*** Begin section ***
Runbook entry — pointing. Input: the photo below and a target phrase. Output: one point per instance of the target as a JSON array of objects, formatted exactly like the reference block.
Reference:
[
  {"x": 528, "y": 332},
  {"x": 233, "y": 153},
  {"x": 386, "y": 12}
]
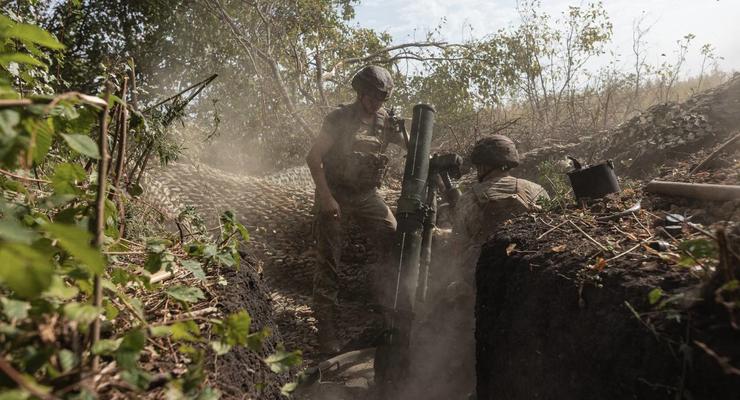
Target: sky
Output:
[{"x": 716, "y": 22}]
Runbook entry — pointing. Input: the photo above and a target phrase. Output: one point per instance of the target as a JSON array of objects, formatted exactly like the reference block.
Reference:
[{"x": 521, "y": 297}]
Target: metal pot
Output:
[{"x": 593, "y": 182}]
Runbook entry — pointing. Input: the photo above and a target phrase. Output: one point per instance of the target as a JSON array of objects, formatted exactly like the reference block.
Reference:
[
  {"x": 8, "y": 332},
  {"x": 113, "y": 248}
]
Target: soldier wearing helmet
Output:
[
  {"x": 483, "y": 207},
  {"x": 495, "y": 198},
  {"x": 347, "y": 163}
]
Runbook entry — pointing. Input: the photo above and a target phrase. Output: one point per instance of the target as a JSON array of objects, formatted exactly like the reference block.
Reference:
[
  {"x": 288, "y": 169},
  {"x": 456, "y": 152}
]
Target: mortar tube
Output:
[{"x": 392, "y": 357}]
*** End section ***
Output the data above exactly, excluding images.

Runbook entry — pointing. Input: the photo below and a target phrase. Output: one point per instance of the target as a JSON array of objects, formatted exactly like the reference block.
Reference:
[
  {"x": 528, "y": 332},
  {"x": 233, "y": 153},
  {"x": 386, "y": 12}
]
Target: sky
Output:
[{"x": 716, "y": 22}]
Runbook entry — pointing. Input: the photo above and a target phrase. Output: one point per instance of the target as a JSON array of objects, formatted exactly like the reference block.
Reference:
[{"x": 521, "y": 297}]
Target: metal pot
Output:
[{"x": 593, "y": 182}]
Runbook entry — pointing. Input: the photo above and a target phrase. Output: one point per instance of the target as a JSON array of objects, formatted exactly like the reference block.
Reference:
[
  {"x": 8, "y": 332},
  {"x": 113, "y": 248}
]
Target: soldier wearing helmet
Output:
[
  {"x": 483, "y": 207},
  {"x": 495, "y": 198},
  {"x": 347, "y": 163}
]
Runbook entry — pointing. Input: the photo above and a target phrase. Output: one point per instance of the target as a JSON array of objects, formatted exactly like the reference block.
Reference:
[
  {"x": 288, "y": 169},
  {"x": 456, "y": 152}
]
Target: mortar tube
Output:
[{"x": 392, "y": 357}]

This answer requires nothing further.